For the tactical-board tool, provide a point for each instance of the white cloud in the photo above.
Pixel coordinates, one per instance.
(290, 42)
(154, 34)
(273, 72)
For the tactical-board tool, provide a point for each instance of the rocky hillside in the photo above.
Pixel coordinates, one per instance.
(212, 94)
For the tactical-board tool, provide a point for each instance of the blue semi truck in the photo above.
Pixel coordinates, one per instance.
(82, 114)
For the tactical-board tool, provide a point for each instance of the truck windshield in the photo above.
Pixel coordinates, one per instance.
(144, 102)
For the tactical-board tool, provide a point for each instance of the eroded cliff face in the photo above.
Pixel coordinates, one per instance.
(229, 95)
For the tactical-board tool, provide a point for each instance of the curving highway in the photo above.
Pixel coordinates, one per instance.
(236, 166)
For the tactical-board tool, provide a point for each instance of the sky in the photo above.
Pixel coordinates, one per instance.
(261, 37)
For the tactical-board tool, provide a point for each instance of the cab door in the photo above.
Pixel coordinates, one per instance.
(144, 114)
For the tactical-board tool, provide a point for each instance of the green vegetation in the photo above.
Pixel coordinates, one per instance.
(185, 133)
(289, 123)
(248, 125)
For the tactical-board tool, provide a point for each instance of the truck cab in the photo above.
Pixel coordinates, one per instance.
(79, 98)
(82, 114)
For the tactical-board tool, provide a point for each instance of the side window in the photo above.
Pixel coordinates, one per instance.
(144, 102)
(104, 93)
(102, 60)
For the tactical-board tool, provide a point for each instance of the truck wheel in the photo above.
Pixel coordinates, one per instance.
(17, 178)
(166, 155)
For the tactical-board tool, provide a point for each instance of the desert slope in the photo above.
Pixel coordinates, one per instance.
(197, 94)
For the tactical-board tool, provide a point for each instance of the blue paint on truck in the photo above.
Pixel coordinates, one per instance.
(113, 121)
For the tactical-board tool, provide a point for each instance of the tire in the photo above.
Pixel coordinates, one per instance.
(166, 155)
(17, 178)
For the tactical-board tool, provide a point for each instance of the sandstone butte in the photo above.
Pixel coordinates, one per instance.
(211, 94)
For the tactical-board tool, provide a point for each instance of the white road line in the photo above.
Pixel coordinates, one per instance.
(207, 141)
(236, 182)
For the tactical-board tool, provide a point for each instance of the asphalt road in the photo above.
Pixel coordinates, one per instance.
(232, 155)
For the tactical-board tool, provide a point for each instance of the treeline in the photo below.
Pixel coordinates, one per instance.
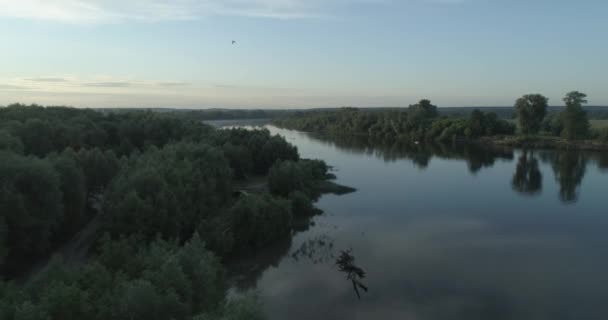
(161, 190)
(418, 122)
(423, 122)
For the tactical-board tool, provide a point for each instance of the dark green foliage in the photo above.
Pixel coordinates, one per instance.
(574, 118)
(422, 111)
(157, 281)
(10, 142)
(527, 178)
(260, 219)
(531, 110)
(167, 191)
(259, 146)
(99, 168)
(289, 176)
(30, 203)
(73, 190)
(552, 124)
(569, 167)
(603, 134)
(301, 205)
(419, 123)
(173, 180)
(239, 158)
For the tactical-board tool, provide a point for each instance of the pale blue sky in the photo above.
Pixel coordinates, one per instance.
(300, 53)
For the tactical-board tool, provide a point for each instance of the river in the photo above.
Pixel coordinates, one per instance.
(445, 233)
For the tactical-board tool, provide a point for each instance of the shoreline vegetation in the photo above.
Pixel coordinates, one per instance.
(153, 206)
(568, 129)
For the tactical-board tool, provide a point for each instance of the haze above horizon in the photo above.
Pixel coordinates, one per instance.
(300, 53)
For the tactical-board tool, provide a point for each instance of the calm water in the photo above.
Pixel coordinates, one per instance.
(446, 233)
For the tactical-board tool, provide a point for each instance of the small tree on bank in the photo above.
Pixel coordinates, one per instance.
(574, 118)
(531, 110)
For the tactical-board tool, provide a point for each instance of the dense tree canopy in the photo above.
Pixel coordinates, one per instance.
(531, 110)
(158, 186)
(574, 118)
(418, 123)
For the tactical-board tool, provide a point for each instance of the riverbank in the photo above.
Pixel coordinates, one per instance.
(541, 142)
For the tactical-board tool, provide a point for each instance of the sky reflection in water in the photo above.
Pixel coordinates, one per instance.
(446, 233)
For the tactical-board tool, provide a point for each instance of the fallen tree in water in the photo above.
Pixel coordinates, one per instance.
(346, 263)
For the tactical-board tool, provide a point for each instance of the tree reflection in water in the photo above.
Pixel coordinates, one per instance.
(569, 168)
(568, 165)
(527, 178)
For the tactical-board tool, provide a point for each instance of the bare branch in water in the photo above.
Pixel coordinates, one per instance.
(346, 264)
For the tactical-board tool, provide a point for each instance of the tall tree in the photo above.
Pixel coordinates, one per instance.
(574, 118)
(531, 110)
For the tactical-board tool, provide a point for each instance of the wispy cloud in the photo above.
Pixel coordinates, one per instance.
(172, 84)
(46, 79)
(96, 11)
(109, 84)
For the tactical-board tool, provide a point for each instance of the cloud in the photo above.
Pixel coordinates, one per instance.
(173, 84)
(109, 84)
(6, 87)
(46, 79)
(101, 11)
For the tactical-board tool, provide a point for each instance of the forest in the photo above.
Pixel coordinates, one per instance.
(166, 203)
(423, 121)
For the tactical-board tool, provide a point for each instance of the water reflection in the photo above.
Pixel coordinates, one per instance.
(441, 240)
(568, 165)
(569, 168)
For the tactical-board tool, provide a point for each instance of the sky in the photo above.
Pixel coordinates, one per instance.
(300, 53)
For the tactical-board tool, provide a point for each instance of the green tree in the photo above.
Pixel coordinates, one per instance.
(421, 111)
(574, 118)
(260, 219)
(10, 142)
(30, 203)
(531, 110)
(73, 189)
(527, 178)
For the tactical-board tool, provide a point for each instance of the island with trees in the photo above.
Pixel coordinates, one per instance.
(132, 215)
(422, 122)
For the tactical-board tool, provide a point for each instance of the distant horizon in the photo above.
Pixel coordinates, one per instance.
(300, 53)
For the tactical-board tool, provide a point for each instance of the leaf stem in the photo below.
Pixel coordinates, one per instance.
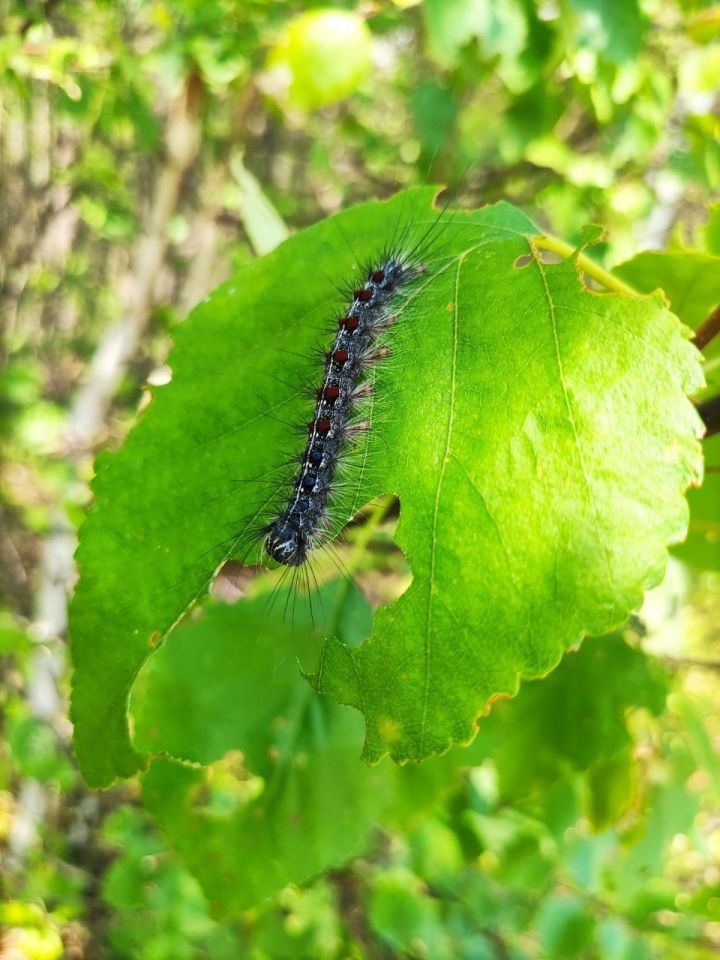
(588, 266)
(708, 329)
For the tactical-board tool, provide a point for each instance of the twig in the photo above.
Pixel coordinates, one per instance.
(710, 413)
(708, 329)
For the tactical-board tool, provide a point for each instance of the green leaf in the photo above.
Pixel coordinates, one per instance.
(576, 717)
(538, 437)
(691, 282)
(702, 547)
(690, 279)
(297, 799)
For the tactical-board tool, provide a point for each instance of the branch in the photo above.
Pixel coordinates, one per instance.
(120, 342)
(709, 410)
(708, 329)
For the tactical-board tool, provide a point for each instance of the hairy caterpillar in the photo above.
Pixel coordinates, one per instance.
(301, 523)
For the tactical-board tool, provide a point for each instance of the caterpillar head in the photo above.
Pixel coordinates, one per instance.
(286, 544)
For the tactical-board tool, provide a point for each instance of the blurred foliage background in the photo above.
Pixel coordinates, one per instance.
(150, 147)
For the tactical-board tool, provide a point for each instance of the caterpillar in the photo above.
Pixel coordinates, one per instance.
(302, 523)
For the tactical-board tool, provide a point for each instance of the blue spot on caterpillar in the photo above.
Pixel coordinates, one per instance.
(302, 522)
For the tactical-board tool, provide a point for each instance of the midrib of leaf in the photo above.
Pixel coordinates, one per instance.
(438, 493)
(571, 416)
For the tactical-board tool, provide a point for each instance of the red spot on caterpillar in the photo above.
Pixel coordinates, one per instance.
(364, 390)
(380, 354)
(329, 393)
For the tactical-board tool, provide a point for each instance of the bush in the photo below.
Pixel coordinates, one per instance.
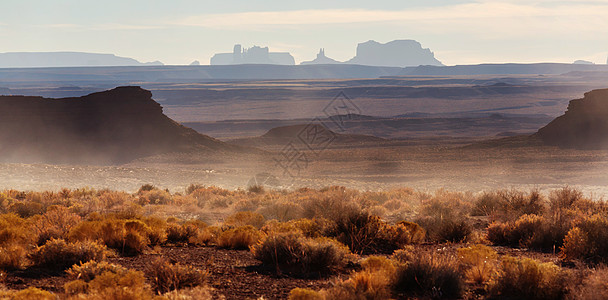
(529, 231)
(367, 234)
(14, 230)
(128, 237)
(305, 294)
(110, 285)
(594, 285)
(587, 241)
(180, 233)
(30, 293)
(509, 205)
(244, 218)
(89, 270)
(361, 285)
(480, 261)
(528, 279)
(239, 238)
(298, 255)
(12, 257)
(55, 223)
(166, 277)
(431, 275)
(444, 217)
(58, 254)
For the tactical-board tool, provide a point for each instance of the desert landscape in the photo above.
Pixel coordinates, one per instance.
(206, 150)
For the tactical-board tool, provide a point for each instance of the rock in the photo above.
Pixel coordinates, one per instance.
(108, 127)
(398, 53)
(253, 55)
(583, 126)
(321, 59)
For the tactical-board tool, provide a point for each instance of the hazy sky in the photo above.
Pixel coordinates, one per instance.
(180, 31)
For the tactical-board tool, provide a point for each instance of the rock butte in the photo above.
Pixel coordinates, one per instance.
(583, 126)
(108, 127)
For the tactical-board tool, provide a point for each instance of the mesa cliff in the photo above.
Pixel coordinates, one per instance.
(583, 126)
(108, 127)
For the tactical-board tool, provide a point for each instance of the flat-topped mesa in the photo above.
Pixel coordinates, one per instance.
(583, 126)
(114, 126)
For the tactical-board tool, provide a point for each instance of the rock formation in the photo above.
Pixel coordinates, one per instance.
(65, 59)
(583, 126)
(321, 60)
(398, 53)
(254, 55)
(108, 127)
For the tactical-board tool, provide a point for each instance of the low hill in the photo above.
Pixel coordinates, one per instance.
(583, 126)
(65, 59)
(114, 126)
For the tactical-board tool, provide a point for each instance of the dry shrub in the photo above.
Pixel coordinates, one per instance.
(526, 278)
(128, 237)
(445, 217)
(26, 209)
(529, 231)
(480, 261)
(129, 285)
(430, 275)
(367, 234)
(594, 286)
(30, 293)
(155, 196)
(587, 241)
(87, 271)
(330, 203)
(14, 230)
(509, 205)
(193, 187)
(59, 254)
(281, 210)
(241, 237)
(309, 228)
(196, 293)
(301, 256)
(244, 218)
(361, 285)
(157, 230)
(177, 233)
(166, 277)
(305, 294)
(55, 223)
(13, 257)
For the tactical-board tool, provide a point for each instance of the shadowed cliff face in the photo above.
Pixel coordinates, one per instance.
(583, 126)
(108, 127)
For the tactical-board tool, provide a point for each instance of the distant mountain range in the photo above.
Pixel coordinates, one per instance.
(398, 53)
(253, 55)
(66, 59)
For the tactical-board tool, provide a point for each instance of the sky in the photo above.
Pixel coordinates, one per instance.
(181, 31)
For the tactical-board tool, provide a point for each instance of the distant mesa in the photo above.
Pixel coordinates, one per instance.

○ ○ ○

-- Task statement --
Please print the lines from the one containing "range in the photo above." through the last line of the material, exactly, and leave out all other lines.

-- The completed task --
For the tactical-board tool, provide a point for each instance of the distant mountain range in the photo above.
Pixel coordinates, one per instance.
(398, 53)
(253, 55)
(66, 59)
For the tactical-board tool, provide a point for each instance of the sky in the photo above.
Pixel coordinates, one per instance.
(181, 31)
For the tactical-board tool, provide a point for each instance of the distant mesa in the photo above.
Pixel coordinates, one per instance.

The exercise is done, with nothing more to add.